### AVAILABLE DATA ###
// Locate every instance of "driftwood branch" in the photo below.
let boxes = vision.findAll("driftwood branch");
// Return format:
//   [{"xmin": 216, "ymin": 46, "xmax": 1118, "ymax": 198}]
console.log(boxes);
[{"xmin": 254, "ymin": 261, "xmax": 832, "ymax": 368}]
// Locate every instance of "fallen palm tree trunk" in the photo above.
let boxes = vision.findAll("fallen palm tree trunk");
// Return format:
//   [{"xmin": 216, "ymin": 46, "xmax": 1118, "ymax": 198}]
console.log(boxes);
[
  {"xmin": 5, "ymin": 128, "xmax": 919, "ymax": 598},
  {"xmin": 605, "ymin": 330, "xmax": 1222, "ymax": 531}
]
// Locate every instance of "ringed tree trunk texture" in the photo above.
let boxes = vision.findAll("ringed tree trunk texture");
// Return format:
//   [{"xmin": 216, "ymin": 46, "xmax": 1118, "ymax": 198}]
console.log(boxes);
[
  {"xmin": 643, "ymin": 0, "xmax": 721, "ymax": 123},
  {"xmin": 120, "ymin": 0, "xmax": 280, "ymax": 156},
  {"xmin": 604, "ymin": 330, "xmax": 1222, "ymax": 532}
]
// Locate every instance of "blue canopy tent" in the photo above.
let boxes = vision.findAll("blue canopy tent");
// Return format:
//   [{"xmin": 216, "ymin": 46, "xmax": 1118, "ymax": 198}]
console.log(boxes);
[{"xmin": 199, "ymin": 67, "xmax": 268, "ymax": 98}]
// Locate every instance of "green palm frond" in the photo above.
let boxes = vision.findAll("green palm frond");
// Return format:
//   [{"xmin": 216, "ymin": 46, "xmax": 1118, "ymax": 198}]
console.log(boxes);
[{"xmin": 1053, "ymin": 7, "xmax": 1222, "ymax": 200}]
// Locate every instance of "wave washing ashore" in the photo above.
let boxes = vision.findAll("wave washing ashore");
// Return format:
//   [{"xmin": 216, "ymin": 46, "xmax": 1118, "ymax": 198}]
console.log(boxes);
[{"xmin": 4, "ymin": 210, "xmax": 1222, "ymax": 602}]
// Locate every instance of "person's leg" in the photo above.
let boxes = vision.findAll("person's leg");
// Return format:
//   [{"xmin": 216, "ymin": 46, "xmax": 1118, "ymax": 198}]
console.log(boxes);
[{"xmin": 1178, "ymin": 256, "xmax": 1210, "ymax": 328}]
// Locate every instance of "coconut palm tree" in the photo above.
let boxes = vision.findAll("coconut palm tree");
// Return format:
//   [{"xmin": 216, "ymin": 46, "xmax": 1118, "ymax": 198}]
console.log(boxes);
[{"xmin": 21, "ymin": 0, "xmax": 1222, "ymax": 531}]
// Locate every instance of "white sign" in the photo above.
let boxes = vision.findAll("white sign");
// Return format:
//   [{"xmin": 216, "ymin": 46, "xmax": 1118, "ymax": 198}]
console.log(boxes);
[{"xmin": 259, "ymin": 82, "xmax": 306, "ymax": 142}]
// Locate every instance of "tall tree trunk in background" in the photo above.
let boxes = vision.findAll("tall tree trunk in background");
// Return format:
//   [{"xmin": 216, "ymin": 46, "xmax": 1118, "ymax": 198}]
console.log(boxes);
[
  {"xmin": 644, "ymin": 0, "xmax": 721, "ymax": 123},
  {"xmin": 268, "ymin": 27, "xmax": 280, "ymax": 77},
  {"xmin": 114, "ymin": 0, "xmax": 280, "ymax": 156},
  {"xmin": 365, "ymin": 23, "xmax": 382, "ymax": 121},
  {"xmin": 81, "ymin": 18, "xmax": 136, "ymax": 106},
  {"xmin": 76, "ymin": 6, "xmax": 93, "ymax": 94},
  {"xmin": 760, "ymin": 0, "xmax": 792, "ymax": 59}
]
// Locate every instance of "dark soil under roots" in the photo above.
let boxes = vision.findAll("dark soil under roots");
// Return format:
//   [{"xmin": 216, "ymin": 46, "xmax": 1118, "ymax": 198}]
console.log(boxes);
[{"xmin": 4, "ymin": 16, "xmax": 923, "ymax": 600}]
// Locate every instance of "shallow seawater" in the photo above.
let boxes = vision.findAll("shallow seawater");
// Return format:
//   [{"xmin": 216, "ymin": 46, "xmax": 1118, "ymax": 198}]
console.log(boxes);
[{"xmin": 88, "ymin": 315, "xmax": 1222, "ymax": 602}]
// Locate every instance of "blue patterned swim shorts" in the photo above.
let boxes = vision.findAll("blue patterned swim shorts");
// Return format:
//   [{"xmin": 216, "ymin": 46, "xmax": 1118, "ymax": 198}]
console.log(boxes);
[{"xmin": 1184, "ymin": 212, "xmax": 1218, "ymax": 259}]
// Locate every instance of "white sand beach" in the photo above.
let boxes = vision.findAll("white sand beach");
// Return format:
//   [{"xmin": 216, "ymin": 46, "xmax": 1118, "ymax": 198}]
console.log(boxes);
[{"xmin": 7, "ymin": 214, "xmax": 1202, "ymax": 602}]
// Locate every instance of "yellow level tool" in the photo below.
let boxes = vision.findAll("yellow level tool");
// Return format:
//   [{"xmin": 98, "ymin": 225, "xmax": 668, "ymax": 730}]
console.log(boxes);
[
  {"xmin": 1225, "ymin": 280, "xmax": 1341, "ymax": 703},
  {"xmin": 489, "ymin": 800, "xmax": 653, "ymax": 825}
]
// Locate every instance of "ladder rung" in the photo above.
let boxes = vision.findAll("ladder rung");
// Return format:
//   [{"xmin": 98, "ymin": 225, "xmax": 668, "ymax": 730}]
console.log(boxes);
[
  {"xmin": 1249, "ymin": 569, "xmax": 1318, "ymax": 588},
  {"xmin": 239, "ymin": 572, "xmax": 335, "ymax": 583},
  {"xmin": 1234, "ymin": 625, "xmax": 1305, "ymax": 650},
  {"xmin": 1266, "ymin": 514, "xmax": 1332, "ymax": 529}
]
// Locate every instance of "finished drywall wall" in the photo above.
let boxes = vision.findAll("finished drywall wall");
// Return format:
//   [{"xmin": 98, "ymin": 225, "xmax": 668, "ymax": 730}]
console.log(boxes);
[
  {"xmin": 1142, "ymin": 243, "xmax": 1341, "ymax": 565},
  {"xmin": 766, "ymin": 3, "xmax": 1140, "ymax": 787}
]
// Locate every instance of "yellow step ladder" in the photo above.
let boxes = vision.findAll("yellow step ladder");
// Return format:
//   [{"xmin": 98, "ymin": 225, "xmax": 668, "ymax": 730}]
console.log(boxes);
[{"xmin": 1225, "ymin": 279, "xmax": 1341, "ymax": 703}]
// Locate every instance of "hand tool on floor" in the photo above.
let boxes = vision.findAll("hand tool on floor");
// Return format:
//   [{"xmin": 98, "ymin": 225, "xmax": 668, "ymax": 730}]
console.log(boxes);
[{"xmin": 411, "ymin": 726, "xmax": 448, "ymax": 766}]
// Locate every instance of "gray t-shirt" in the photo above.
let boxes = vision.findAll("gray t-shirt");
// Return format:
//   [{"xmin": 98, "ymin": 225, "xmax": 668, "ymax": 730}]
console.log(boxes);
###
== DIRECTIVE ==
State how many lines of the material above contain the word "seawater", giving only the number.

== ANSWER TO THIS EXERCISE ==
2